Image-backed grounding data
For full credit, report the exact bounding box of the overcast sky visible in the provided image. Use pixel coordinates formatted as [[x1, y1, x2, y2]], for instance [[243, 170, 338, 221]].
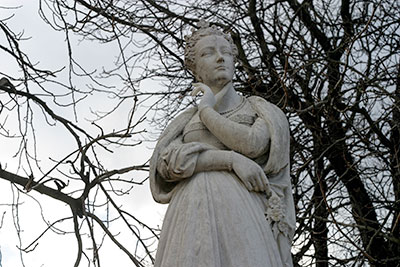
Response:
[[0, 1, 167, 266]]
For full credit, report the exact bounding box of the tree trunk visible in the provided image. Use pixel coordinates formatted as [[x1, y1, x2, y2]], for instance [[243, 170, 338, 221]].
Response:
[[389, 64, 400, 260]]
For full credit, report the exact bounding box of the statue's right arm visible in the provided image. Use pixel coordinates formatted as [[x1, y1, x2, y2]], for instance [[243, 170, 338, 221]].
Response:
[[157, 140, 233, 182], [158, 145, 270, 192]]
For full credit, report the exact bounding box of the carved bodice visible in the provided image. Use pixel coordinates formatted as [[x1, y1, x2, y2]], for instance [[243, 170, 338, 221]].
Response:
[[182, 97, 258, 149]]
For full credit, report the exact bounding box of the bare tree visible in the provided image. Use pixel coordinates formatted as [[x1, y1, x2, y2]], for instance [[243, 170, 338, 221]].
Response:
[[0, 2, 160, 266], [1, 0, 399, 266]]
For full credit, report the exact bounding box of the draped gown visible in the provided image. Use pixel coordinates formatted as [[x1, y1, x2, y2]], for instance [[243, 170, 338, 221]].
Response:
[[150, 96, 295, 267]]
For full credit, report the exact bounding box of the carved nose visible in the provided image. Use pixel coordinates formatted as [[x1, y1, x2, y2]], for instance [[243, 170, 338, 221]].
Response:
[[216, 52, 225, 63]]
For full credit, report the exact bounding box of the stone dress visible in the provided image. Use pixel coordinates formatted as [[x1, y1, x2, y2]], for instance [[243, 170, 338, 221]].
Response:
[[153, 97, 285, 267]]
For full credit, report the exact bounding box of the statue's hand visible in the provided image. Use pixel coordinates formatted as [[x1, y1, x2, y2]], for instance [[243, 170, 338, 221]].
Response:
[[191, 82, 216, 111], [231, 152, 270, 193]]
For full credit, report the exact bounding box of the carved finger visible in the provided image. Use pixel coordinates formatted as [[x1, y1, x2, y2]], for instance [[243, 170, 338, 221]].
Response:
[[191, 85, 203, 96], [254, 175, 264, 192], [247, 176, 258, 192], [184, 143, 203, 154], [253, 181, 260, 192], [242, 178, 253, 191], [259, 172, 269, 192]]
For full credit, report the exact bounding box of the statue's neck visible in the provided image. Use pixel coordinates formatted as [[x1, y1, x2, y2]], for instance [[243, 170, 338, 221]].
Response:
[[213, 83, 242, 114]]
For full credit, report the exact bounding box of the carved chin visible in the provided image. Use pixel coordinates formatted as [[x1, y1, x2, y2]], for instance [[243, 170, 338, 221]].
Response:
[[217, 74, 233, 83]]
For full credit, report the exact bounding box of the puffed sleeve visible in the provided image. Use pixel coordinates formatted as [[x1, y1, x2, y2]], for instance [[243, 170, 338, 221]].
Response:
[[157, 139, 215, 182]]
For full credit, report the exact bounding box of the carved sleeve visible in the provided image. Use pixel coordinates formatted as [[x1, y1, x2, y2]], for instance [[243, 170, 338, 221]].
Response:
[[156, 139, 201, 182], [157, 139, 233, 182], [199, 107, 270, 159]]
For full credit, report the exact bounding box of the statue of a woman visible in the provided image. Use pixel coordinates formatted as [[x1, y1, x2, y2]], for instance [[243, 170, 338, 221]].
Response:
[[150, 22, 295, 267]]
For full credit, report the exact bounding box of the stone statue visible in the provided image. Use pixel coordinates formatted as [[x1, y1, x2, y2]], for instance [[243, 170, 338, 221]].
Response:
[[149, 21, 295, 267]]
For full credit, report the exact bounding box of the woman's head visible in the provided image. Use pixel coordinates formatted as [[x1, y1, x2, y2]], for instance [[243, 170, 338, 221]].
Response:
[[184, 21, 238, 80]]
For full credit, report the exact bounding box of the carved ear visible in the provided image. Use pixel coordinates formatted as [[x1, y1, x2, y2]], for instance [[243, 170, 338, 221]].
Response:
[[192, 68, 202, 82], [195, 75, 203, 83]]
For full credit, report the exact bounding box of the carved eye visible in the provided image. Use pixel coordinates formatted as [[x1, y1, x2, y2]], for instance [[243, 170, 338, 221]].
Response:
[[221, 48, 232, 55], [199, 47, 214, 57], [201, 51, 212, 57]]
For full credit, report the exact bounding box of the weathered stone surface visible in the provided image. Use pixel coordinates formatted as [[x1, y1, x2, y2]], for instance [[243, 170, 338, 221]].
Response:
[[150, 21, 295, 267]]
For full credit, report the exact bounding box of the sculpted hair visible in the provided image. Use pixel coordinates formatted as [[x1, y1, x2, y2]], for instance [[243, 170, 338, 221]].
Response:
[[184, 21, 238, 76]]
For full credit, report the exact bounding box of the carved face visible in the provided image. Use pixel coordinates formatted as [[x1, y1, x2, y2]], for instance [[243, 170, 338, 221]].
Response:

**WHAT YOU HAVE TO DO**
All records above must be output exactly as they stand, excluding pictures.

**YOUR RESPONSE**
For full credit, report the exact bounding box of the overcast sky visible in the provided image. Use pixel coordinates formatted as [[x1, y1, x2, y2]], for instance [[243, 170, 338, 221]].
Response:
[[0, 1, 167, 266]]
For full credit, report the exact bounding box of the tree trunk visible in the provided image. Use pixel coordinates formatted as [[x1, y1, x2, y2]], for instance [[243, 170, 338, 221]].
Response:
[[389, 64, 400, 260]]
For full credit, report the exact bounding box of the statue's right arm visible in the provided image. Use pixel coordinates formatted as [[x1, y1, x2, y2]], for instance [[243, 170, 338, 221]].
Response:
[[157, 140, 233, 182], [158, 145, 270, 192]]
For full credit, report the exact bounding box of the carved bodice visible in the provided image. Use pixel coordinates formatted as [[x1, y1, x2, y2]], for instance [[243, 170, 338, 221]].
Response:
[[182, 97, 258, 149]]
For full credit, report the exact bounding box of the bare tree visible in the provided image. Use pixel coordinates formatted as [[x1, y1, x2, y2]], for instance [[243, 170, 338, 221]].
Response:
[[0, 2, 160, 266], [1, 0, 399, 266]]
For full credit, report the exact bounding box of the draped gown visible in the provided image. Use pixel coordinates formatted as [[x1, y1, x2, y2]], for instance [[243, 170, 338, 221]].
Response:
[[150, 96, 295, 267]]
For full credit, report the exact bounding box of the carved nose visible in the provided image. Use pixel coordinates formatted as [[x1, y1, x2, y2]], for instance [[243, 170, 338, 221]].
Response:
[[216, 52, 225, 63]]
For full credit, report the exact bounding box of the stone dress visible in the provided image. Use pixel coordinates formatted as [[x1, y1, x2, y2]], for instance [[243, 170, 338, 221]].
Response:
[[153, 97, 285, 267]]
For full credit, report the exact bounding box of the statue's hand visible in the provided image. Use pixel coordinates formatted as [[x1, y1, x2, y2]], for instance [[243, 170, 338, 221]].
Response:
[[191, 82, 216, 111], [231, 152, 270, 193]]
For full credit, report the exact bounding box of the carved finger visible in the provided image. Use pixel coordinates formatted as [[x1, y1, x2, y2]], for instance [[243, 170, 338, 221]].
Response:
[[191, 85, 203, 96], [254, 175, 264, 192], [247, 176, 258, 192], [184, 143, 203, 154], [253, 181, 260, 192], [242, 178, 253, 191], [259, 172, 269, 192]]
For full credit, report the exact bounding box of the statue's neck visible in the provided image. Use pixel coordinates formatted as [[x1, y1, x2, y2]], for instance [[243, 170, 338, 221]].
Response:
[[213, 83, 242, 114]]
For full credit, report the exact bounding box of the carved chin visible in the provided image. Use pixel coordinates formatted as [[x1, y1, x2, y2]], for instance [[243, 170, 338, 221]].
Response:
[[217, 74, 233, 83]]
For full credit, report the exact bounding box of the puffed sleeve visible in the provided image. Use pixel coordinates formatted as [[x1, y1, x2, y2]], for instance [[243, 170, 338, 221]].
Response:
[[157, 139, 215, 182]]
For full credit, report the exact bounding box of the carved sleeve visible in the provided image. Use pixel coordinates formatted as [[x1, y1, x2, y2]], for instance [[243, 170, 338, 221]].
Response:
[[156, 139, 201, 182], [157, 139, 233, 182], [199, 107, 270, 159]]
For full credit, report the exact bounding box of the statue of a woman visible in the provided image. Use pixel coordinates formatted as [[x1, y1, x2, y2]], for instance [[243, 170, 338, 221]].
Response:
[[150, 22, 295, 267]]
For full credit, report the exact bounding box of the stone statue visible in the provided image. Use pixel coordinates formatted as [[x1, y1, x2, y2]], for instance [[243, 170, 338, 221]].
Response:
[[149, 21, 295, 267]]
For full credit, report the exact bounding box of the woman's head visible in the provided image. Use pixel coordinates formatted as [[x1, y1, x2, y2]], for instance [[243, 170, 338, 221]].
Response:
[[184, 21, 238, 80]]
For full credit, report the exact bounding box of the carved ear visible in the provided image. Use pixel coordinates formatted as [[x1, y1, x2, y2]], for instance [[243, 170, 338, 221]].
Response:
[[192, 68, 202, 82], [195, 75, 203, 83]]
For full credit, report the exact bounding box of the carved eye visible in the provided image. Use pixel coordinates formatted as [[x1, y1, x2, y2]], for instance [[243, 170, 338, 221]].
Response:
[[221, 48, 232, 55], [199, 47, 214, 57], [201, 51, 212, 57]]
For full credit, report the exact bounding box of the weathered stone surface visible in the provided image. Use pixel coordinates formatted as [[x1, y1, x2, y2]], for instance [[243, 170, 338, 221]].
Response:
[[150, 21, 295, 267]]
For full credit, report the exact bounding box of the sculpted hair visible in the provided image. Use pixel coordinates formatted as [[x1, y1, x2, y2]], for instance [[243, 170, 338, 221]].
Response:
[[184, 21, 238, 76]]
For full credit, report the exact bounding box of the carved face visible in the provided image. Use pixel coordinates formatted as [[x1, y1, x2, y2]], for instance [[243, 170, 338, 221]].
Response:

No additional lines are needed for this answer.